>>

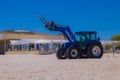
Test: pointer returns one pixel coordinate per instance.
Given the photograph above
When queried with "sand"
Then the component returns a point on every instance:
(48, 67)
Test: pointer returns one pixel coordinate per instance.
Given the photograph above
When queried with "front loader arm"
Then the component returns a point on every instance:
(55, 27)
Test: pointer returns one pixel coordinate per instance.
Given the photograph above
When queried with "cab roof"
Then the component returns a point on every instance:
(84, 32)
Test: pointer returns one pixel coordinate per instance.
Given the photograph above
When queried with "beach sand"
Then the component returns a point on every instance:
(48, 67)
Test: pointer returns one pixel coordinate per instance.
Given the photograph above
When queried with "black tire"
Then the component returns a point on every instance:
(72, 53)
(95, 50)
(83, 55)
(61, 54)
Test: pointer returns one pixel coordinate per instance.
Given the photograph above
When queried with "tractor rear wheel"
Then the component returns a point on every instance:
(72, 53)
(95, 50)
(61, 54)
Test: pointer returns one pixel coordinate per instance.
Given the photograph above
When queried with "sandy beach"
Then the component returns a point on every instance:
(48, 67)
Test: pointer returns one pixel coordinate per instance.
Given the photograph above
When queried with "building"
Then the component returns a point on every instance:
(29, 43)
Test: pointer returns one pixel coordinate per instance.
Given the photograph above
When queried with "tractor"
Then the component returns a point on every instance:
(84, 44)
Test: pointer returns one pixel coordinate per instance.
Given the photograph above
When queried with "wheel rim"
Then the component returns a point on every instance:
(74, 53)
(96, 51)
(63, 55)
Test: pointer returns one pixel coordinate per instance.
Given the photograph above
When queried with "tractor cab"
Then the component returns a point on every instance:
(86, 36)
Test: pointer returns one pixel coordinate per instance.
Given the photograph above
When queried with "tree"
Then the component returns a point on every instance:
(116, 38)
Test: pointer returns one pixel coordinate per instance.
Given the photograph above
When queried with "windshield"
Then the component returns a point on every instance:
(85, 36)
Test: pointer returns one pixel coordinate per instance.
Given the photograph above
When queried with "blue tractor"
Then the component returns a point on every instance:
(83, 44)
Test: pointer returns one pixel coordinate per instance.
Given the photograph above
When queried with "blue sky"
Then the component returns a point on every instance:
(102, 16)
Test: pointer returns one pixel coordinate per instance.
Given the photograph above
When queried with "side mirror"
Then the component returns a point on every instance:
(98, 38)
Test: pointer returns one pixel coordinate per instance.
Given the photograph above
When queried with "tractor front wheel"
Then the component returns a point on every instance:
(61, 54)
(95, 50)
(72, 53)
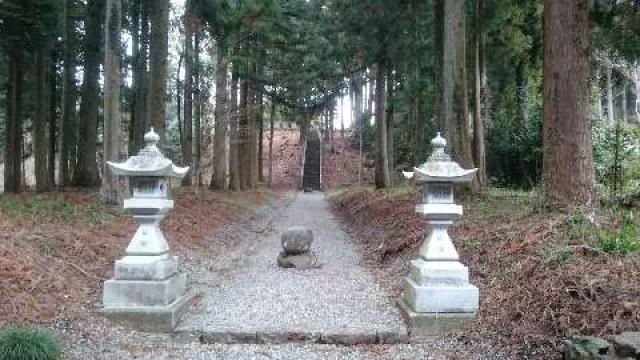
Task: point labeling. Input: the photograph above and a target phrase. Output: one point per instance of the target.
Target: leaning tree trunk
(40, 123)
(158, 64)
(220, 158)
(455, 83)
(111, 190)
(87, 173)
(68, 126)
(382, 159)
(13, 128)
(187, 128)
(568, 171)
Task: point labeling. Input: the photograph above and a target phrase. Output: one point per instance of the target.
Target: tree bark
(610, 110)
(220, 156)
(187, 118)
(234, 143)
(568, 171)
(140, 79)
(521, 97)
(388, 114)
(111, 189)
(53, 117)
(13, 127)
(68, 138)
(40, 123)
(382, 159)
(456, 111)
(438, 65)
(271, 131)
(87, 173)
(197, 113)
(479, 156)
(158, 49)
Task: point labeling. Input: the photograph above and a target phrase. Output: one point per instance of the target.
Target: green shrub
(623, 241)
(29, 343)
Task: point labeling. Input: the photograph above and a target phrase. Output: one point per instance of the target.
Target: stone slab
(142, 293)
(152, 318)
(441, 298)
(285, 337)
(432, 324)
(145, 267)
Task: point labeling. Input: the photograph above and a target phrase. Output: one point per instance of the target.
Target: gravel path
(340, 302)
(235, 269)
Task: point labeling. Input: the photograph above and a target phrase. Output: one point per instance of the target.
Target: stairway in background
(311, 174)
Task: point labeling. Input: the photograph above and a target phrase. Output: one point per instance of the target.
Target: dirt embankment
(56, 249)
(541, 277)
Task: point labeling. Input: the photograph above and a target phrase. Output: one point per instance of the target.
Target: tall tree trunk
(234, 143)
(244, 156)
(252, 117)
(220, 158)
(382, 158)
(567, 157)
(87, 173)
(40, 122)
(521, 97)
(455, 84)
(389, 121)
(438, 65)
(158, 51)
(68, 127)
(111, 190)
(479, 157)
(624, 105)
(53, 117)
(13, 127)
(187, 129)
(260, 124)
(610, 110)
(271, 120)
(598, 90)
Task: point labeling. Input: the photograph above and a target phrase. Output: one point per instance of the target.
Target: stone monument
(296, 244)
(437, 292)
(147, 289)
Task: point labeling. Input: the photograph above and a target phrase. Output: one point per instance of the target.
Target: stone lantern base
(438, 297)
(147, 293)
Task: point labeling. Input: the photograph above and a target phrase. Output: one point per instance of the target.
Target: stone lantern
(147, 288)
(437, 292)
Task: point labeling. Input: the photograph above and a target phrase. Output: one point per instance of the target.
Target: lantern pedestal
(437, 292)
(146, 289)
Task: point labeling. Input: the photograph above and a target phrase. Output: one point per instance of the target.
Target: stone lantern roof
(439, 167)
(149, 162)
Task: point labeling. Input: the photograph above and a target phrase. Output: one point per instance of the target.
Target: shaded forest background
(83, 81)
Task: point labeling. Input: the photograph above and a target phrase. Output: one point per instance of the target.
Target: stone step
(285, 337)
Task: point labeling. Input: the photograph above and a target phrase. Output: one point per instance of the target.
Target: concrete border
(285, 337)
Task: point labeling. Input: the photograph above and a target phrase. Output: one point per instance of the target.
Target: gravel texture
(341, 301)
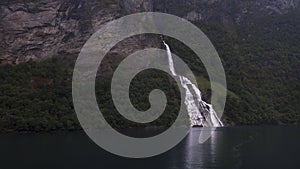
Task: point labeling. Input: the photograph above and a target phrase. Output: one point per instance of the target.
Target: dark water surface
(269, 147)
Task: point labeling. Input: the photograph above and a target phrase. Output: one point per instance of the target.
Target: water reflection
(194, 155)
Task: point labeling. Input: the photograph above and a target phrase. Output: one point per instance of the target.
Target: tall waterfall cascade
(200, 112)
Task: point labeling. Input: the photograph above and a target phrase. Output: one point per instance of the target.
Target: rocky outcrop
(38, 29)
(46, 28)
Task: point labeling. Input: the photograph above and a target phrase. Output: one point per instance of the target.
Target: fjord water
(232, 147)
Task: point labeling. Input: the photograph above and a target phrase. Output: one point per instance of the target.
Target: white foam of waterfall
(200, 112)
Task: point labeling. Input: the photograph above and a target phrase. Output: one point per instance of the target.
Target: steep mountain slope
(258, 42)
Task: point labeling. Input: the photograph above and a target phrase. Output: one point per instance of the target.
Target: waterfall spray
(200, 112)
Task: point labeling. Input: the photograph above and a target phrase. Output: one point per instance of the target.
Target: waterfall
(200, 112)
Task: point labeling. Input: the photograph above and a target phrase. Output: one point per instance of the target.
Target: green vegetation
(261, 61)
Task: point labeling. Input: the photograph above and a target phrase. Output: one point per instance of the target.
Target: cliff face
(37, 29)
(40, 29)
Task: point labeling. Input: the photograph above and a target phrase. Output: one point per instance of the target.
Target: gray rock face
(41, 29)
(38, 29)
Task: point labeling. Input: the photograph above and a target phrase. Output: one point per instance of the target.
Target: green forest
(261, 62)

<<

**About this task**:
Repeat all of the entries word for word, but omit the pictures.

**The answer**:
Test: pointer returns one pixel coordinate per instance.
Given the photograph above
When queried with "sand"
Then the component returns a point on every instance:
(48, 67)
Test: pointer returns one pixel coordinate per instance.
Given the photograph above
When queried with "front loader arm"
Then the component returns a point on every instance:
(55, 27)
Test: pointer returns one pixel coordinate per instance.
Given the photograph above
When queried with "cab roof"
Then the component returns a point on every instance:
(84, 32)
Test: pointer returns one pixel coordinate per instance.
Given the photograph above
When queried with "beach sand"
Then the component returns a point on every instance:
(48, 67)
Test: pointer returns one pixel coordinate per instance.
Given the photograph above
When queried with "black tire"
Then the component returns a point on every instance:
(72, 53)
(95, 50)
(83, 55)
(61, 54)
Test: pointer returns one pixel coordinate per instance.
Given the photograph above
When queried with "tractor rear wheel"
Then the component returns a point on every instance:
(72, 53)
(95, 50)
(61, 54)
Test: pointer returns one pixel coordinate per instance.
Given the photograph above
When queried with "sandy beach"
Then the component returns a point on every instance:
(48, 67)
Test: pointer returns one pixel coordinate per instance.
Given the photograph above
When queried with "building"
Then the component returns a point on every instance:
(29, 43)
Test: pointer returns one pixel coordinate per instance.
Given the photograph above
When queried with "tractor"
Then the component returns a point on every instance:
(84, 44)
Test: pointer returns one pixel coordinate per instance.
Given the photograph above
When queried with "wheel rim"
Then the component returns a point on every instance:
(74, 53)
(96, 51)
(63, 55)
Test: pointer returns one pixel coordinate per instance.
Given the photograph above
When queried with "tractor cab"
Then the component returns a point on every instance:
(86, 36)
Test: pointer returns one pixel coordinate per instance.
Given the photograph above
When queried with "tree"
Then the component returns a point on every instance:
(116, 38)
Test: pointer returns one pixel coordinate per instance.
Given the photograph above
When queried with "windshield"
Then the component returns a point on every instance:
(85, 36)
Test: pointer returns one pixel coordinate per instance.
Given the photograph above
When queried with "blue tractor"
Then the component returns a point on every instance:
(83, 44)
Test: pointer returns one pixel coordinate per instance.
Given the photograph above
When queried with "blue sky"
Then the component returns a point on every instance:
(102, 16)
Test: pointer returns one pixel coordinate per instance.
Given the photograph above
When queried with "side mirror"
Then the component returns a point on every instance:
(98, 38)
Test: pointer returns one pixel coordinate per instance.
Given the photograph above
When queried with "tractor front wheel"
Then the component returns a point on every instance:
(61, 54)
(95, 50)
(72, 53)
Task: point labeling. Input: the photograph above and a target phrase. Output: one point per instance of the target.
Target: leaning tree trunk
(40, 123)
(158, 64)
(220, 158)
(455, 83)
(111, 190)
(87, 173)
(68, 126)
(382, 159)
(13, 128)
(187, 128)
(568, 171)
Task: point labeling. Input: the photograph above and a target phrase. Output: one point per instance of the target.
Target: tree bark
(610, 110)
(220, 156)
(187, 118)
(234, 143)
(568, 171)
(140, 79)
(521, 97)
(388, 114)
(111, 189)
(53, 117)
(13, 127)
(68, 138)
(40, 123)
(382, 159)
(456, 111)
(438, 65)
(271, 131)
(87, 173)
(197, 113)
(479, 156)
(158, 49)
Task: point labeling. Input: the photograph above and a target phrase. Output: one point per instance of the target.
Target: green shrub
(623, 241)
(29, 343)
Task: point labeling. Input: the photograph above and a target phrase. Output: one point per instance of the target.
Target: stone slab
(142, 293)
(152, 318)
(441, 298)
(285, 337)
(432, 324)
(145, 267)
Task: point labeling. Input: the photograph above and a target phrase. Output: one point per instance of the target.
Target: gravel path
(340, 302)
(235, 269)
Task: point labeling. Input: the photograph above and a target phrase. Output: one point per instance of the target.
Target: stairway in background
(311, 174)
Task: point labeling. Input: the photograph above and a target phrase. Output: one point per instance of the target.
Target: dirt embankment
(56, 249)
(541, 277)
Task: point labeling. Input: the photograph above and a target phrase. Output: one point per instance of the target.
Target: tall tree trunk
(234, 143)
(244, 156)
(252, 117)
(220, 158)
(382, 158)
(567, 157)
(87, 173)
(40, 122)
(521, 97)
(455, 84)
(389, 121)
(438, 65)
(158, 51)
(68, 127)
(111, 190)
(479, 157)
(624, 105)
(53, 117)
(13, 127)
(187, 129)
(260, 124)
(610, 110)
(271, 120)
(598, 90)
Task: point labeling. Input: the photograph above and a target phrase. Output: one point per instance of the target.
Target: stone monument
(296, 244)
(437, 292)
(147, 289)
Task: point labeling. Input: the photograph above and a target phrase. Output: one point per instance of the target.
Target: stone lantern base
(438, 297)
(147, 293)
Task: point labeling. Input: the photograph above and a target phrase. Output: one point per instance of the target.
Target: stone lantern
(147, 288)
(437, 292)
Task: point labeling. Input: the photograph above and a target phrase. Output: one point per instance of the target.
Target: lantern pedestal
(437, 292)
(146, 289)
Task: point labeling. Input: the photograph above and a target phrase. Output: one point per instance of the target.
Target: stone lantern roof
(439, 167)
(149, 162)
Task: point labeling. Input: the photograph above and a target phrase. Output: one point per instance of the target.
Target: shaded forest background
(83, 81)
Task: point labeling. Input: the photograph above and a target phrase. Output: one point per instance of the target.
Target: stone step
(285, 337)
Task: point labeling. Input: the photograph above and a target phrase. Output: one point per instance of the target.
Target: concrete border
(285, 337)
Task: point labeling. Input: the photograph above and a target phrase. Output: one point per instance of the target.
Target: gravel texture
(341, 301)
Task: point labeling. Input: the photograph above and a target phrase. Output: one point per instance of the target.
Target: dark water surface
(269, 147)
Task: point labeling. Input: the photograph above and a target phrase. Output: one point per instance of the target.
Target: water reflection
(194, 155)
Task: point labeling. Input: the photograph above and a target phrase. Output: one point per instance of the target.
Target: tall waterfall cascade
(200, 112)
Task: point labeling. Input: the photograph above and a target phrase. Output: one point per instance of the target.
Target: rocky outcrop
(38, 29)
(46, 28)
Task: point labeling. Input: the photograph above and a target phrase. Output: one point per instance of the target.
Target: fjord water
(232, 147)
Task: point labeling. Input: the photograph above and a target phrase. Output: one point per instance of the target.
Target: white foam of waterfall
(200, 112)
Task: point labeling. Input: the photograph above and a target phrase. Output: one point per instance of the target.
Target: steep mountain slope
(258, 42)
Task: point labeling. Input: the photograph above and a target phrase. Output: one point per instance of the target.
Target: waterfall spray
(200, 112)
Task: point labeling. Input: the photograph above and a target phrase. Output: one point per instance of the target.
Target: waterfall
(200, 112)
Task: point labeling. Input: the photograph above and a target phrase. Output: one point per instance of the target.
Target: green vegetation
(261, 61)
Task: point labeling. Input: the photograph above and a target phrase. Output: one point per instance of the target.
Target: cliff face
(37, 29)
(40, 29)
Task: point labeling. Input: the photograph above and a target phrase. Output: one point per instance of the target.
Target: gray rock face
(41, 29)
(38, 29)
Task: point labeling. Input: the photograph above and a target phrase. Output: one point per instance of the target.
Target: green forest
(261, 62)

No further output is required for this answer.